-- Opening Marker --
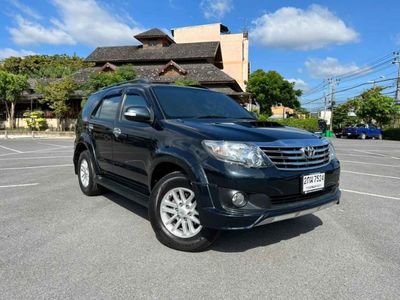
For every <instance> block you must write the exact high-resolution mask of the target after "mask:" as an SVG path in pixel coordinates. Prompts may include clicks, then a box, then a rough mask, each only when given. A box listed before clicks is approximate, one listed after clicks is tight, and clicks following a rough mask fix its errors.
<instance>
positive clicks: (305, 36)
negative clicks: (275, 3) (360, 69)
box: [250, 4, 358, 50]
mask: <svg viewBox="0 0 400 300" xmlns="http://www.w3.org/2000/svg"><path fill="white" fill-rule="evenodd" d="M253 24H254V27H253V29H252V30H251V32H250V36H251V37H252V38H253V41H254V42H256V43H259V44H261V45H264V46H267V47H271V48H285V49H296V50H310V49H319V48H323V47H325V46H327V45H330V44H337V45H340V44H345V43H349V42H355V41H357V40H358V33H357V32H356V31H355V30H354V29H352V28H350V27H349V26H347V25H346V24H345V23H344V22H343V21H342V20H341V19H340V18H338V17H337V16H336V15H335V14H334V13H332V12H331V11H330V10H329V9H328V8H326V7H322V6H320V5H315V4H314V5H311V6H309V7H308V8H307V9H300V8H295V7H282V8H280V9H278V10H277V11H275V12H273V13H266V14H264V15H263V16H261V17H259V18H257V19H256V20H254V21H253Z"/></svg>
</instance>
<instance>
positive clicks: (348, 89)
mask: <svg viewBox="0 0 400 300" xmlns="http://www.w3.org/2000/svg"><path fill="white" fill-rule="evenodd" d="M399 78H400V76H399V77H394V78H389V79H382V80H376V81H375V82H376V83H380V82H386V81H390V80H398V79H399ZM369 84H371V82H363V83H360V84H357V85H354V86H351V87H348V88H344V89H341V90H337V91H335V94H337V93H342V92H345V91H349V90H352V89H355V88H358V87H361V86H364V85H369ZM331 95H332V92H330V93H328V94H327V95H326V96H331ZM322 99H324V97H319V98H317V99H313V100H311V101H308V102H305V103H302V105H307V104H310V103H314V102H317V101H318V100H322Z"/></svg>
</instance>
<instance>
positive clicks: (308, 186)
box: [303, 173, 325, 194]
mask: <svg viewBox="0 0 400 300" xmlns="http://www.w3.org/2000/svg"><path fill="white" fill-rule="evenodd" d="M324 187H325V173H316V174H311V175H306V176H303V193H304V194H307V193H311V192H315V191H320V190H323V189H324Z"/></svg>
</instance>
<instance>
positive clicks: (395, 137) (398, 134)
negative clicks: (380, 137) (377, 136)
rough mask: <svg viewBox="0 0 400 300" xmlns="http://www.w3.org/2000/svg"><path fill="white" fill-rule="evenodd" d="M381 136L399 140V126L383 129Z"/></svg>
mask: <svg viewBox="0 0 400 300" xmlns="http://www.w3.org/2000/svg"><path fill="white" fill-rule="evenodd" d="M383 138H384V139H385V140H396V141H400V128H388V129H385V130H383Z"/></svg>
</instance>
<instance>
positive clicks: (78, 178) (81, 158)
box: [78, 150, 104, 196]
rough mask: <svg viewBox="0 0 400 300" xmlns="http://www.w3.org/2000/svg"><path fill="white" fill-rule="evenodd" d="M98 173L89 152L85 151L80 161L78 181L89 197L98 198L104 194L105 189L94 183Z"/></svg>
mask: <svg viewBox="0 0 400 300" xmlns="http://www.w3.org/2000/svg"><path fill="white" fill-rule="evenodd" d="M95 175H96V173H95V171H94V168H93V161H92V159H91V157H90V154H89V151H87V150H85V151H83V152H82V153H81V154H80V156H79V160H78V181H79V186H80V187H81V190H82V192H83V193H84V194H85V195H87V196H96V195H100V194H102V193H103V192H104V188H103V187H102V186H100V185H98V184H97V183H95V182H94V177H95Z"/></svg>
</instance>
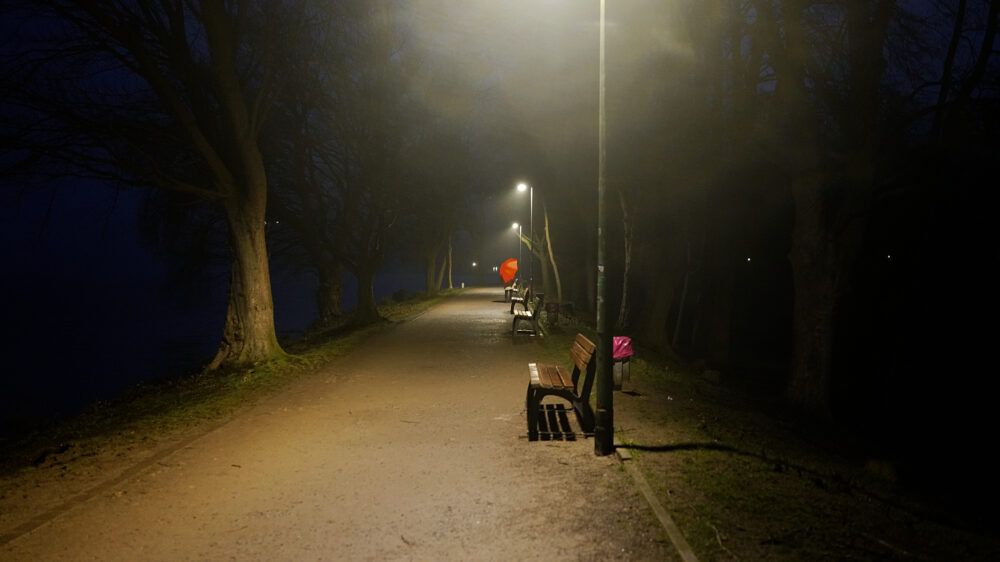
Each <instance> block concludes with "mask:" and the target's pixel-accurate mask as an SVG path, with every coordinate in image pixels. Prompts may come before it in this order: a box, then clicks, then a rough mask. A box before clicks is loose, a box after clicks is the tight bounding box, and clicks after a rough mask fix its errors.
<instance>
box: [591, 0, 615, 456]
mask: <svg viewBox="0 0 1000 562" xmlns="http://www.w3.org/2000/svg"><path fill="white" fill-rule="evenodd" d="M600 35H601V39H600V63H599V71H598V72H599V79H598V102H597V130H598V133H597V134H598V141H597V144H598V153H597V154H598V156H597V412H596V416H595V418H596V419H595V424H594V426H595V427H594V454H595V455H599V456H604V455H610V454H611V453H613V452H614V450H615V445H614V395H613V393H612V390H613V385H612V380H611V337H610V335H609V334H608V308H607V299H606V298H605V297H606V291H607V284H606V283H605V269H604V268H605V263H606V261H607V260H606V256H607V240H606V237H607V226H608V217H607V214H606V212H605V208H606V207H607V205H606V203H607V190H606V189H605V184H606V182H605V169H604V167H605V160H606V154H607V153H606V150H605V132H606V127H605V117H604V0H601V27H600Z"/></svg>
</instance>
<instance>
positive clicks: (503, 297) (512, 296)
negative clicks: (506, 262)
mask: <svg viewBox="0 0 1000 562" xmlns="http://www.w3.org/2000/svg"><path fill="white" fill-rule="evenodd" d="M517 291H518V283H517V279H514V280H513V281H511V282H510V285H507V286H506V287H504V288H503V301H504V302H510V298H511V297H513V296H514V295H516V294H517Z"/></svg>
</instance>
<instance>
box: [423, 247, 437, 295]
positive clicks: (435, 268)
mask: <svg viewBox="0 0 1000 562" xmlns="http://www.w3.org/2000/svg"><path fill="white" fill-rule="evenodd" d="M436 269H437V249H436V248H435V249H433V250H428V251H427V252H426V253H424V285H425V286H426V287H427V294H428V295H433V294H435V293H437V292H438V289H440V288H441V281H440V280H439V279H438V277H437V275H436V273H437V272H436V271H435V270H436Z"/></svg>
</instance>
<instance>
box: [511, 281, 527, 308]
mask: <svg viewBox="0 0 1000 562" xmlns="http://www.w3.org/2000/svg"><path fill="white" fill-rule="evenodd" d="M519 291H520V288H517V289H515V290H514V293H511V296H510V313H511V314H514V307H515V306H516V305H517V304H518V303H521V306H522V307H524V309H525V310H528V303H530V302H531V294H532V291H531V286H530V285H529V286H528V287H525V288H524V293H523V294H521V295H519V294H518V292H519Z"/></svg>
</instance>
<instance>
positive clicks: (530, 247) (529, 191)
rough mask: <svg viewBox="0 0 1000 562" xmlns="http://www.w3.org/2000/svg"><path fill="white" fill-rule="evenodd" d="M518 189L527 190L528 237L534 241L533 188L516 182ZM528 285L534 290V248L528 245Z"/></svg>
mask: <svg viewBox="0 0 1000 562" xmlns="http://www.w3.org/2000/svg"><path fill="white" fill-rule="evenodd" d="M517 190H518V191H527V192H528V238H529V239H530V240H531V243H532V244H534V243H535V188H534V187H533V186H530V185H528V184H526V183H524V182H521V183H519V184H517ZM528 251H529V252H530V253H529V254H528V286H529V287H531V290H532V291H534V290H535V274H534V263H535V259H534V253H535V249H534V248H533V247H531V246H528Z"/></svg>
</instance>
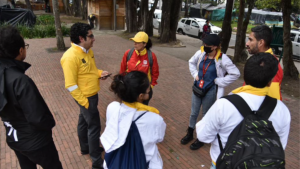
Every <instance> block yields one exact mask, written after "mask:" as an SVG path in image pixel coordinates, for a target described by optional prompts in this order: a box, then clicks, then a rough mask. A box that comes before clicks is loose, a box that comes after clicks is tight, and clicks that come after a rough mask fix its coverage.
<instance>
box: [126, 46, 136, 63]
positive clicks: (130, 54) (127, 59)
mask: <svg viewBox="0 0 300 169" xmlns="http://www.w3.org/2000/svg"><path fill="white" fill-rule="evenodd" d="M133 52H134V48H131V49H130V51H129V52H128V54H127V62H128V61H129V60H130V58H131V56H132V54H133Z"/></svg>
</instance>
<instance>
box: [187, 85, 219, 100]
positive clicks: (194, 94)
mask: <svg viewBox="0 0 300 169" xmlns="http://www.w3.org/2000/svg"><path fill="white" fill-rule="evenodd" d="M213 86H214V85H211V86H210V87H209V88H206V89H200V88H199V87H198V86H197V85H196V83H194V85H193V87H192V89H193V93H194V95H196V96H197V97H200V98H202V97H204V96H205V95H206V93H207V92H208V91H209V90H210V88H211V87H213Z"/></svg>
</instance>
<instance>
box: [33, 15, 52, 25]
mask: <svg viewBox="0 0 300 169" xmlns="http://www.w3.org/2000/svg"><path fill="white" fill-rule="evenodd" d="M53 24H55V20H54V16H53V15H38V16H37V17H36V25H53Z"/></svg>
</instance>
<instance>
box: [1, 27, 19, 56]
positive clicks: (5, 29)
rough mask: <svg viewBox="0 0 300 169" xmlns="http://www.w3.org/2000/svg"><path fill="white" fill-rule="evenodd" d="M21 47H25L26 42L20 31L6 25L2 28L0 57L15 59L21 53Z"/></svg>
mask: <svg viewBox="0 0 300 169" xmlns="http://www.w3.org/2000/svg"><path fill="white" fill-rule="evenodd" d="M20 48H25V42H24V39H23V37H22V36H21V35H20V32H19V31H18V30H17V29H16V28H14V27H12V26H6V27H3V28H1V29H0V58H11V59H14V58H16V57H17V56H18V55H19V54H20Z"/></svg>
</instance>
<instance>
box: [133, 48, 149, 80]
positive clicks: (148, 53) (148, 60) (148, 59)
mask: <svg viewBox="0 0 300 169" xmlns="http://www.w3.org/2000/svg"><path fill="white" fill-rule="evenodd" d="M134 50H135V49H134V48H131V49H130V51H129V52H128V54H127V62H128V61H129V60H130V58H131V56H132V54H133V52H134ZM147 53H148V61H149V65H150V73H151V74H152V66H153V57H152V51H151V50H150V49H148V50H147Z"/></svg>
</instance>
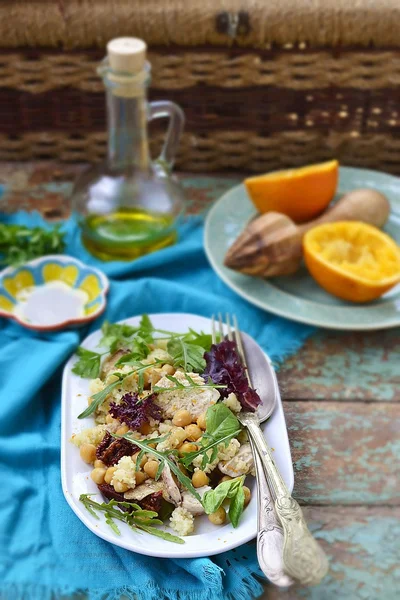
-- Closing Marker --
--- Your assignment ---
Please recast the lines from the beginning through the line with "box: [250, 4, 358, 50]" as a numbered list, leaving out blank lines and pictures.

--- Answer section ---
1. For every <instance> block you must write the exact high-resolution mask of the target after "mask:" as an SVG path in pixel coordinates. Prompts may include clicks, then a box, then a rough mask, each only when given. A box listed before clicks is approximate, one listed after clicks is tight, and clicks following a rough mask fix its errors.
2. <instance>
3. positive clicks: (305, 36)
4. negative clicks: (275, 3) (360, 69)
5. box: [250, 4, 358, 50]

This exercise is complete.